WHAT THE TASK ASKS - Your task is to transcribe all of the records exactly and leave out the pictures.
··········
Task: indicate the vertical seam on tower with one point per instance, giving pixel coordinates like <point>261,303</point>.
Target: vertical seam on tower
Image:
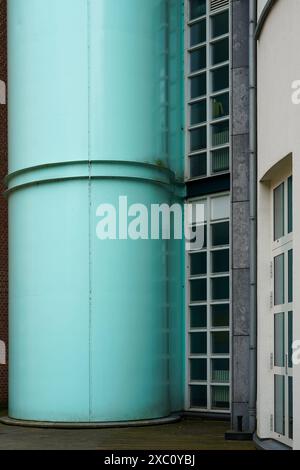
<point>89,203</point>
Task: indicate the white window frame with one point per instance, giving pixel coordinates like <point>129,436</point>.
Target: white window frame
<point>209,328</point>
<point>281,246</point>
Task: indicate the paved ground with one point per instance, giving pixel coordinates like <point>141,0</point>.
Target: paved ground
<point>189,434</point>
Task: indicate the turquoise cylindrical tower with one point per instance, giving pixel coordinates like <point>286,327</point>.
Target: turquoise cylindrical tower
<point>96,326</point>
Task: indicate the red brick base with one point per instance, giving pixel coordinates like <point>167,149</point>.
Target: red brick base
<point>3,207</point>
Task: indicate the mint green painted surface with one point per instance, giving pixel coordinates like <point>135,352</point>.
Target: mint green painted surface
<point>96,327</point>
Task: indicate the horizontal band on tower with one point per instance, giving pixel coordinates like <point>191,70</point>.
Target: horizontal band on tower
<point>95,169</point>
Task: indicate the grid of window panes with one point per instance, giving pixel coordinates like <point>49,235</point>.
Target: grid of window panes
<point>283,309</point>
<point>208,315</point>
<point>208,94</point>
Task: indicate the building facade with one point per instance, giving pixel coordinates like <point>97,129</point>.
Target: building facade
<point>278,221</point>
<point>154,100</point>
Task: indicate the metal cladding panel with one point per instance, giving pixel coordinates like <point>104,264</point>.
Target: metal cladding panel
<point>96,327</point>
<point>48,303</point>
<point>129,321</point>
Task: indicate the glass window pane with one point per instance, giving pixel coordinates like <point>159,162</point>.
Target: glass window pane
<point>220,315</point>
<point>198,369</point>
<point>220,261</point>
<point>220,397</point>
<point>220,207</point>
<point>290,204</point>
<point>279,293</point>
<point>220,133</point>
<point>199,211</point>
<point>202,236</point>
<point>291,411</point>
<point>220,24</point>
<point>198,316</point>
<point>198,395</point>
<point>198,263</point>
<point>220,342</point>
<point>198,343</point>
<point>290,339</point>
<point>220,106</point>
<point>220,288</point>
<point>290,276</point>
<point>279,343</point>
<point>198,59</point>
<point>198,112</point>
<point>198,33</point>
<point>198,139</point>
<point>279,404</point>
<point>198,165</point>
<point>279,212</point>
<point>198,86</point>
<point>220,51</point>
<point>197,8</point>
<point>220,234</point>
<point>198,290</point>
<point>220,160</point>
<point>220,79</point>
<point>220,370</point>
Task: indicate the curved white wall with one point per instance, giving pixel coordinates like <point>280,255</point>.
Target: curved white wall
<point>278,136</point>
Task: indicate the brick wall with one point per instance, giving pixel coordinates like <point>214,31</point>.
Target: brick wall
<point>3,206</point>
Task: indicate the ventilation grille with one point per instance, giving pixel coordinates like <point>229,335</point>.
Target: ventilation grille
<point>217,4</point>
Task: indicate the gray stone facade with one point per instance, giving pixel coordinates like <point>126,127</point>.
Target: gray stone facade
<point>240,262</point>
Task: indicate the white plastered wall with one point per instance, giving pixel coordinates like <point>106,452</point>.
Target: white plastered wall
<point>278,136</point>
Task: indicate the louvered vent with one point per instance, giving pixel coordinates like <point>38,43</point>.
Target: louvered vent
<point>217,4</point>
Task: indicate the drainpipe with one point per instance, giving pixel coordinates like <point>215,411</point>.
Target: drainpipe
<point>253,216</point>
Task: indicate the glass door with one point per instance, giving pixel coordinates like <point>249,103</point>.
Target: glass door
<point>282,269</point>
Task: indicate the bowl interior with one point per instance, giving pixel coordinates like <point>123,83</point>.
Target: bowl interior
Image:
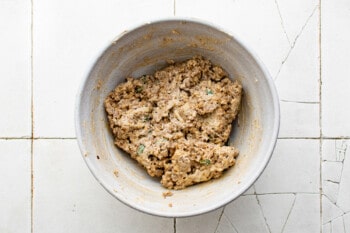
<point>144,50</point>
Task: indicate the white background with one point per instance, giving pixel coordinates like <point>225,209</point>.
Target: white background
<point>46,47</point>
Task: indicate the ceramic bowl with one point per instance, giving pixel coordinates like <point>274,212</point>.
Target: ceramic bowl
<point>143,50</point>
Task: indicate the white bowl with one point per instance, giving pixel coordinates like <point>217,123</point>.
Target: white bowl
<point>143,50</point>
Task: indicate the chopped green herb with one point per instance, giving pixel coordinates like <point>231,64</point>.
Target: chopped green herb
<point>146,118</point>
<point>205,162</point>
<point>138,89</point>
<point>140,149</point>
<point>209,92</point>
<point>143,79</point>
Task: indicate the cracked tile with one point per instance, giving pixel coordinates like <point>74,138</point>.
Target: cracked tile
<point>346,219</point>
<point>64,190</point>
<point>305,215</point>
<point>334,150</point>
<point>292,159</point>
<point>295,14</point>
<point>65,49</point>
<point>338,225</point>
<point>15,72</point>
<point>330,189</point>
<point>225,226</point>
<point>343,200</point>
<point>15,186</point>
<point>246,216</point>
<point>335,166</point>
<point>329,210</point>
<point>327,228</point>
<point>332,171</point>
<point>276,209</point>
<point>299,120</point>
<point>298,78</point>
<point>335,68</point>
<point>258,26</point>
<point>199,224</point>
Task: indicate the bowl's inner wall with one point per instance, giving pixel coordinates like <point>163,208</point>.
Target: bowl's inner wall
<point>143,51</point>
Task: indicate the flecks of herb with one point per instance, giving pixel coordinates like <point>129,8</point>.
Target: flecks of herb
<point>139,89</point>
<point>146,118</point>
<point>140,149</point>
<point>209,92</point>
<point>143,79</point>
<point>205,162</point>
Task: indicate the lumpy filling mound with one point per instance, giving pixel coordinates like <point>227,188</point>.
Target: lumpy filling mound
<point>175,122</point>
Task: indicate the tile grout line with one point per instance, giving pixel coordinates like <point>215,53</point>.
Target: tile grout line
<point>174,6</point>
<point>320,105</point>
<point>32,119</point>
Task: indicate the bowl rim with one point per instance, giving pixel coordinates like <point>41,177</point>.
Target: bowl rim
<point>255,175</point>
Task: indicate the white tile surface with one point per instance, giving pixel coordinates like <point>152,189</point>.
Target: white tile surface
<point>276,209</point>
<point>244,208</point>
<point>68,199</point>
<point>256,22</point>
<point>336,184</point>
<point>335,68</point>
<point>305,215</point>
<point>298,78</point>
<point>292,159</point>
<point>199,224</point>
<point>294,15</point>
<point>299,119</point>
<point>15,192</point>
<point>15,71</point>
<point>68,37</point>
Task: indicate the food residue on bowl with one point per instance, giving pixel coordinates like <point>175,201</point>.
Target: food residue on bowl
<point>176,122</point>
<point>167,194</point>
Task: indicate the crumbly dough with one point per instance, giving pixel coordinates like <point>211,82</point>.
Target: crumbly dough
<point>176,122</point>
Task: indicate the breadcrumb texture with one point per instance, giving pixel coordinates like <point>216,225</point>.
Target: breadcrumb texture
<point>175,123</point>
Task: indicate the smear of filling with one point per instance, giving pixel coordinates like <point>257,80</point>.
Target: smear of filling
<point>175,122</point>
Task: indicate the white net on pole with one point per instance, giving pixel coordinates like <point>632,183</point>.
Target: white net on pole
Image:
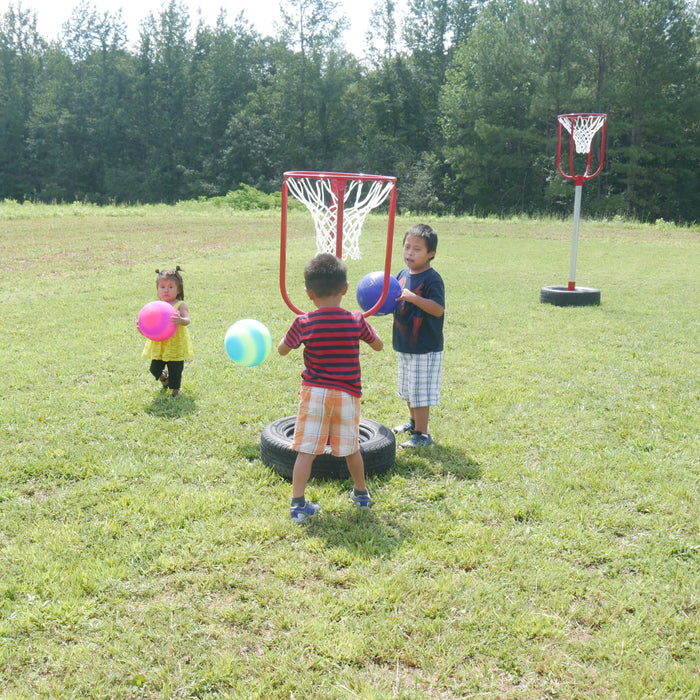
··········
ANSWER SECTION -
Task: indicate the vertical seam on tower with one point per instance, giving pixel coordinates like <point>261,303</point>.
Target: vertical seam on tower
Image:
<point>89,203</point>
Task: indicate the white window frame with one point per instance, giving pixel coordinates like <point>129,436</point>.
Target: white window frame
<point>209,328</point>
<point>281,246</point>
Task: indicate the paved ground with one point per instance, giving pixel coordinates like <point>141,0</point>.
Target: paved ground
<point>189,434</point>
Task: indicate the turquoise cylindrical tower with one point per instance, giving pixel coordinates like <point>286,327</point>.
Target: turquoise cylindrical tower
<point>96,326</point>
Task: indicate the red brick base with one point per instance, giving pixel coordinates like <point>167,149</point>.
Target: red brick base
<point>3,207</point>
Task: indicate the mint green painted surface with one point per instance, giving pixel coordinates like <point>135,352</point>.
Target: mint green painted surface
<point>96,327</point>
Task: indicate the horizontal band on tower with one point per instance, giving pixel coordinates like <point>191,70</point>.
Target: horizontal band on tower
<point>95,169</point>
Task: indicate the grid of window panes with one point per instance, giving pixel coordinates like <point>49,235</point>.
Target: grid of window panes
<point>283,309</point>
<point>208,315</point>
<point>208,94</point>
Task: indicate the building facade with one point per instance, giving pixel coordinates like <point>97,129</point>.
Target: building facade
<point>278,221</point>
<point>154,100</point>
Task: indicate the metal cladding panel with one point per instance, giving pixel coordinates like <point>104,264</point>.
Target: metal cladding panel
<point>96,327</point>
<point>48,303</point>
<point>129,321</point>
Task: indicate the glass window pane with one point per instance, giving pixel coordinates like <point>159,162</point>.
Target: glass window pane
<point>220,315</point>
<point>198,369</point>
<point>220,261</point>
<point>220,397</point>
<point>220,207</point>
<point>290,204</point>
<point>279,293</point>
<point>220,133</point>
<point>199,211</point>
<point>202,236</point>
<point>291,411</point>
<point>220,24</point>
<point>198,316</point>
<point>198,395</point>
<point>198,263</point>
<point>220,342</point>
<point>198,343</point>
<point>290,339</point>
<point>220,106</point>
<point>220,288</point>
<point>290,276</point>
<point>279,343</point>
<point>198,59</point>
<point>198,112</point>
<point>198,33</point>
<point>198,139</point>
<point>279,404</point>
<point>198,165</point>
<point>279,212</point>
<point>198,86</point>
<point>220,51</point>
<point>197,8</point>
<point>220,234</point>
<point>198,290</point>
<point>220,160</point>
<point>220,79</point>
<point>220,370</point>
Task: indicate the curved white wall with one point per instance, giving pixel coordinates like <point>280,255</point>.
Target: curved white wall
<point>278,136</point>
Task: indicate the brick wall with one point per instance, giving pixel coordinates like <point>214,31</point>.
Target: brick wall
<point>3,206</point>
Task: indicate the ventilation grille with one point per instance, giving pixel coordinates like <point>229,335</point>.
Target: ventilation grille
<point>217,4</point>
Task: indicate the gray stone facade with one point per instance, giving pixel coordinates like <point>126,127</point>.
Target: gray stone facade
<point>240,262</point>
Task: indicate the white plastered wall with one point per instance, giving pixel coordinates like <point>106,452</point>.
Target: white plastered wall
<point>278,136</point>
Task: indicate the louvered vent with one point per instance, giving pixel coordinates like <point>38,43</point>.
Target: louvered vent
<point>217,4</point>
Task: indicate the drainpipe with one point per instance, giving pixel coordinates like <point>215,411</point>.
Target: drainpipe
<point>253,216</point>
Task: indicate the glass door with one point per instance, giving pixel coordinates like <point>249,103</point>.
Target: glass door
<point>282,269</point>
Task: indicate the bowl interior with one point per instance, giving pixel coordinates like <point>123,83</point>.
Target: bowl interior
Image:
<point>144,50</point>
Task: indicate the white background with one point per instance, giving pixel coordinates like <point>225,209</point>.
Target: white background
<point>46,47</point>
Task: indicate the ceramic bowl with one point per instance, giving pixel coordinates like <point>274,212</point>.
Target: ceramic bowl
<point>143,50</point>
Task: indicate the white bowl with one point per instance, giving pixel coordinates like <point>217,123</point>.
Target: white bowl
<point>143,50</point>
Task: indicate the chopped green herb with one point per instance, giving pixel coordinates like <point>231,64</point>.
Target: chopped green herb
<point>146,118</point>
<point>205,162</point>
<point>138,89</point>
<point>140,149</point>
<point>209,92</point>
<point>143,79</point>
Task: indicate the cracked tile with one point per instance, giving pixel coordinates like <point>74,138</point>.
Target: cracked tile
<point>346,219</point>
<point>64,190</point>
<point>305,215</point>
<point>334,150</point>
<point>292,159</point>
<point>295,14</point>
<point>65,49</point>
<point>338,225</point>
<point>15,72</point>
<point>330,189</point>
<point>225,226</point>
<point>343,200</point>
<point>15,186</point>
<point>246,216</point>
<point>335,166</point>
<point>329,210</point>
<point>327,228</point>
<point>332,171</point>
<point>276,209</point>
<point>299,120</point>
<point>298,78</point>
<point>335,68</point>
<point>258,26</point>
<point>199,224</point>
Task: indicate the bowl's inner wall with one point per instance, giving pixel coordinates like <point>163,208</point>.
Target: bowl's inner wall
<point>143,51</point>
Task: indicate the flecks of herb with one point per instance, giving pixel coordinates like <point>129,8</point>.
Target: flecks of herb
<point>139,89</point>
<point>146,118</point>
<point>140,149</point>
<point>209,92</point>
<point>143,79</point>
<point>205,162</point>
Task: indicate the lumpy filling mound with one point per instance, giving pixel coordinates like <point>227,188</point>.
Target: lumpy filling mound
<point>175,122</point>
Task: indicate the tile grout line with one point per instance, giving pixel coordinates like <point>215,53</point>.
Target: tile grout line
<point>174,6</point>
<point>320,105</point>
<point>32,119</point>
Task: indicate the bowl rim with one point per instance, giving pixel coordinates like <point>41,177</point>.
Target: bowl rim
<point>255,175</point>
Task: indicate the white tile surface with one point per instance, giving pixel coordinates like <point>152,189</point>.
Target: white tile surface
<point>276,209</point>
<point>244,208</point>
<point>68,199</point>
<point>256,22</point>
<point>336,184</point>
<point>335,68</point>
<point>305,215</point>
<point>298,78</point>
<point>292,159</point>
<point>199,224</point>
<point>294,15</point>
<point>299,119</point>
<point>15,192</point>
<point>15,71</point>
<point>68,37</point>
Task: indicate the food residue on bowl with one point per instance, giving pixel coordinates like <point>175,201</point>.
Target: food residue on bowl
<point>176,122</point>
<point>167,194</point>
Task: indicate the crumbly dough with one point per instance, giving pixel coordinates like <point>211,82</point>.
Target: crumbly dough
<point>176,122</point>
Task: indicate the breadcrumb texture with one point per instance, giving pixel coordinates like <point>216,225</point>.
Target: breadcrumb texture
<point>175,123</point>
Task: indicate the smear of filling with one point per instance, giving pixel coordinates like <point>257,80</point>.
Target: smear of filling
<point>175,122</point>
Task: indicate the white net on pole with one point per instance, giving pixel coordinates like <point>632,183</point>.
Target: white net on pole
Image:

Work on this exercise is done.